### [TASKS AND EXERCISES]
• a. According to the MRT closures article, why were stations in western Singapore shut in 2010?
• b. Write a continuation of the news article on MRT line closures, picking up after its last sentence.

### [SOURCE PASSAGE]

Sunday, April 15, 2012

Expect temporary closures of MRT lines for upgrading works: Lui

SINGAPORE: Singaporeans can expect more temporary closures of segments of the rail network on the North-South and East-West lines in the future.

Transport Minister Lui Tuck Yew said the closures are needed for major works, such as the upgrading of train signalling systems and replacement of the network's older parts.

The authorities would have a better idea of when the shut-downs will take place, and for how long, by the year's end, Mr Lui added.



But moving ahead, commuters will have to get used to temporary closures of some MRT stations for upgrading works.

"If we were to do the upgrading (works) using only the hours available to us now, between the revenue service periods (when the trains are not operating), I think every night you may have at most three-and-a-half or so hours ... (that) leaves very, very little time for major upgrading works," Mr Lui said.

Planned closures of train stations for works to be carried out have been done before. In 2010, stations in western Singapore were shut to allow modification works at the Jurong East station to be carried out. This was done over two weekends.

Mr Lui assured commuters that they will be told well in advance about the planned closures, so that they can make alternative travel arrangements.

There will also be bus-bridging services along the affected MRT lines during the closures.

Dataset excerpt
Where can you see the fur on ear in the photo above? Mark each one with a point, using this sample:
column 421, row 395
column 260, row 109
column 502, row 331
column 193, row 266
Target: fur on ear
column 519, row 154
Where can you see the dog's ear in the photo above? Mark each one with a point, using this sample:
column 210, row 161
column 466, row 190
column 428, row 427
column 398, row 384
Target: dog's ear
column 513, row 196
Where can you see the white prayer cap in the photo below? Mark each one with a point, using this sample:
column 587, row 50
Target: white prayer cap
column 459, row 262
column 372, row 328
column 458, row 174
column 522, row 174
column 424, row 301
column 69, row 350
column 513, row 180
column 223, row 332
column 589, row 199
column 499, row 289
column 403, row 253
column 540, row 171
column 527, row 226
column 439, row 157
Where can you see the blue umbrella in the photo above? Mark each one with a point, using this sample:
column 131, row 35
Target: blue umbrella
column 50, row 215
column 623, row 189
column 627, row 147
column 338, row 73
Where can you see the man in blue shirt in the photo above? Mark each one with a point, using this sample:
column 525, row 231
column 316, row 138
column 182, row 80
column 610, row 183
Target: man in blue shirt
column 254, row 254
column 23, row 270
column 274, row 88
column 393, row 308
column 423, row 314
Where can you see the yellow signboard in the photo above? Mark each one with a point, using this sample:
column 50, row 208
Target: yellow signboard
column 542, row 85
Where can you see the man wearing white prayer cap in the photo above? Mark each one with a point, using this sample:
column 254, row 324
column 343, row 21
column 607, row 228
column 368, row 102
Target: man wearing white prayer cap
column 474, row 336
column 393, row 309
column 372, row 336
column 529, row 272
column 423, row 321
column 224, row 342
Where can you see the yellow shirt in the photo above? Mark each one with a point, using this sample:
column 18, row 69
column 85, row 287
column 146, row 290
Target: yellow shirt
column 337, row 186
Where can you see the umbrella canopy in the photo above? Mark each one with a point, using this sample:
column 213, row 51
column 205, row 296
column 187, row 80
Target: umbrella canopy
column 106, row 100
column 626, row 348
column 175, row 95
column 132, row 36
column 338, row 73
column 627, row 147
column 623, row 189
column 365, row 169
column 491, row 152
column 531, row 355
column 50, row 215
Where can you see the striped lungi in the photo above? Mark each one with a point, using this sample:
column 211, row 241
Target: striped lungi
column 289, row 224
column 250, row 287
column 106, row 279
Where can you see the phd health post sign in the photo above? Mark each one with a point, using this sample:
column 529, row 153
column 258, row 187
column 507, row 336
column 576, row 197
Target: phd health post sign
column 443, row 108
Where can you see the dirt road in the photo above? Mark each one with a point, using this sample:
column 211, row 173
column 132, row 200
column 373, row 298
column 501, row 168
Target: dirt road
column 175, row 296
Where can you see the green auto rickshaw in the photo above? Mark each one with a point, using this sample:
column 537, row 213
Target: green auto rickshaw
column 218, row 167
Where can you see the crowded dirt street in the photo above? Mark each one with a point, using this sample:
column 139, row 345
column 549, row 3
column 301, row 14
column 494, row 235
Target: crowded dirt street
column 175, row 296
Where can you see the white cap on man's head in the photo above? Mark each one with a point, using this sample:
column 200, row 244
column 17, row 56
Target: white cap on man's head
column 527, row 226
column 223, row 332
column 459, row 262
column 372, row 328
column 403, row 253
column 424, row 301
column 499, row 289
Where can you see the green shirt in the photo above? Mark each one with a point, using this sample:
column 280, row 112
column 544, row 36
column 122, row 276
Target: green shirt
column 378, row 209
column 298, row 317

### [RESULTS IN ORDER]
• a. They were shut to allow modification works at the Jurong East station to be carried out.

• b.
Mr Lui was speaking to residents from the Cheng San-Seletar ward during his visit to the area on Sunday.

At the dialogue with residents, Mr Lui also addressed concerns on the S$1.1 billion government funding to buy buses for SBS Transit and SMRT.

"If you want this enhanced standard but you don't want the government to put in the money, we think that bus fares on average will have to go up by 15 cents and that's quite a lot. Essentially, when we came up with this scheme, the way we were thinking about it is that this is not a subsidy to the operator. It is actually a subsidy to the commuter," said Mr Lui.

On the recent move to raise the age limit for taxi drivers from 73 to 75, Mr Lui said there are no plans to extend it to bus drivers.

That's because they face a demanding schedule which has to be looked at carefully before any changes are made.

Speaking on the Committee of Inquiry looking into the major train disruptions on the North-South Line in December 2011, Mr Lui said he hopes there's a clear conclusion on what caused the breakdowns and also to take lessons from findings in order to improve how such incidents are managed.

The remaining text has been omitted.